## [SOURCE EXTRACT]
+++

3D models can be leveraged by safety professionals to explain Ergonomics concepts simply. They help employees quickly understand how their movements and posture translate into the risk of developing a Musculoskeletal Injury (MSD).

How TuMeke's Computer Vision Improves Ergonomics in Manufacturing
How TuMeke's Computer Vision Improves Ergonomics in Manufacturing

Q&A with | TuMeke

Please explain TuMeke and its core offering?

TuMeke is a computer vision platform that automatically assesses injury risk in manufacturing facilities. The system builds 3D models of a person from any video to screen movement and postures for ergonomic risk. It then offers guidance to make the job safer and reduce fatigue.

To use the product, a safety team member records another employee performing a task – either using the TuMeke app or with any standard camera. Our models then accurately detect joint positions, noteworthy postures, the frequency of particular movements, and the duration postures are held. Recommendations are then provided on how the given postures could be adjusted to reduce the assessed injury risk.

Our system significantly reduces the time it takes to understand Musculoskeletal Disorder (MSD) injury risk throughout an organization. Traditionally, staff would need to manually collect information on clipboards and stop workers mid-work to collect the required inputs to complete ergonomic assessments. With a system like TuMeke, it is possible for one safety team member to rapidly perform assessments across hundreds of people in a day. This increased coverage allows companies to make more information decisions on where to invest in interventions.

 

In your opinion, how have the needs of manufacturing facilities evolved over the past decade?

Over the past decade, technology has unlocked the ability to be truly preventative in safety while also being cost effective. Traditionally, due to limited resources and time, many manufacturing facilities with limited budgets had to rely on lagging indicators (injuries) instead of leading indicators (jobs and movements flagged with a high risk of a future injury). Many firms just did not have the time to complete assessments consistently enough to understand that an injury may be building.

The challenge is ergonomic injury risk can be difficult to identify because these types of injuries build over time. It isn’t always immediately obvious that a task could lead to an injury when it is the repetition or posture that makes a job high risk and not just the forces involved.

Now manufacturers and the workers themselves are pushing for technologies that allow them to identify problems before they occur. They want clear insight into sources of Musculoskeletal Disorder (MSD) injuries across the entire organization and to help individual employees operate at their best. 

More broadly, manufacturing facilities are looking to embrace industry 4.0 due to the safety, productivity, and cost benefits.

What role does technology play in the evolution of manufacturing facilities?

There has been a clear advancement of automation, robotics, digitization, and other technologies that increase worker productivity in manufacturing facilities.

+++

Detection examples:
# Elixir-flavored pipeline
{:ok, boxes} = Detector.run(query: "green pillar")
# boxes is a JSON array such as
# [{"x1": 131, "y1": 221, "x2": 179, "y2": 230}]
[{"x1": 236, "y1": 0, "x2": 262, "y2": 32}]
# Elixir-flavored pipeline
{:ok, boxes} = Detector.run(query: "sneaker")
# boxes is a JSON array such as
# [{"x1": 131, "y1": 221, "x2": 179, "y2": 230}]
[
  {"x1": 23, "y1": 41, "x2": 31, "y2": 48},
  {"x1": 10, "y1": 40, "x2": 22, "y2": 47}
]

+++

## [WORK TO COMPLETE]
- A) Answer these questions from the TuMeke Q&A:
(i) What two ways of recording an employee performing a task does it mention?
(ii) What did manufacturing facilities with limited budgets traditionally have to rely on instead of leading indicators?
(iii) For what benefits are manufacturing facilities looking to embrace industry 4.0?
- B) Carry on the TuMeke Q&A from the point where it stops.

## [RESULTS]
- A)
(i) The TuMeke app or any standard camera.
(ii) Lagging indicators (injuries).
(iii) Safety, productivity, and cost benefits.

- B)
As these technologies evolve to increase productivity and make the day-to-day operations more streamlined, facilities must also take into account technological advancements that can be used for the safety of their employees.

 

Where do ergonomics come into play?

In manufacturing facilities, paying attention to ergonomics is critical. Despite increasing amounts of automated equipment in facilities, the flexibility and expertise of human work gives workers a stable place in factories. Ergonomic risk factors for workers are still high due to the constant physical demands.

Movements that workers are doing daily, such as frequent heavy lifting, bending, twisting, pushing, or pulling, can have detrimental physical effects if done incorrectly.

Facilities need to be taking ergonomics into consideration for the sake of their employees’ safety. Assessing these risks and providing options for employee ergonomic safety is critical to the overall operations of facilities. There is also a direct productivity impact when a proper ergonomics program is in place. Holding poor postures is correlated with fatigue, which can impact the ability for a worker to perform their job at their best.

 

How does Computer Vision help improve ergonomics in manufacturing settings?

TuMeke’s computer vision technology offers a way to automate ergonomic risk evaluations with just video. This works by first capturing a 2-5 minute video of an employee doing a task. TuMeke’s technology then creates a 3D model of that person, and all of the movements, duration, and repetition of different postures during the task. This information is then passed through an industry standard assessment to quantify the risk of an injury occurring. 

TuMeke then provides directional guidance on how the posture can be adjusted and the impact of making those adjustments. Additionally, reports can be generated to share with colleagues and management that take a deeper look at analytical data.

Simply put, the 3D models can be leveraged by safety professionals to explain Ergonomics concepts simply. They help employees quickly understand how their movements and posture translate into the risk of developing a Musculoskeletal Injury (MSD). Implementing this technology will keep workers safer and decrease the risk of workplace musculoskeletal injuries.

 

What results have you seen from facilities implementing this?

One recent example occurred in a Fortune 500 distribution center that witnessed a 68% drop in injuries related to musculoskeletal disorders after 6 months of using the TuMeke platform. 

Additionally, the safety personnel said that they felt more in control and that the program promoted more productive interactions between safety teams and line employees. The expected value for this single facility deployment was $194k.

 

What's the future outlook for computer-vision-led ergonomics?

Advancements in computer vision will help professionals better understand and predict the causes of injury risk. For many years, the industry has accepted ergonomic injuries as inevitable. However, if we can accurately map out the best movements and proactively identify problematic ones, we will remain on a path to eliminating them.

Continued advancements in computer-vision-led ergonomics, such as TuMeke, will only further these developments and reduce the risk of workplace musculoskeletal injuries.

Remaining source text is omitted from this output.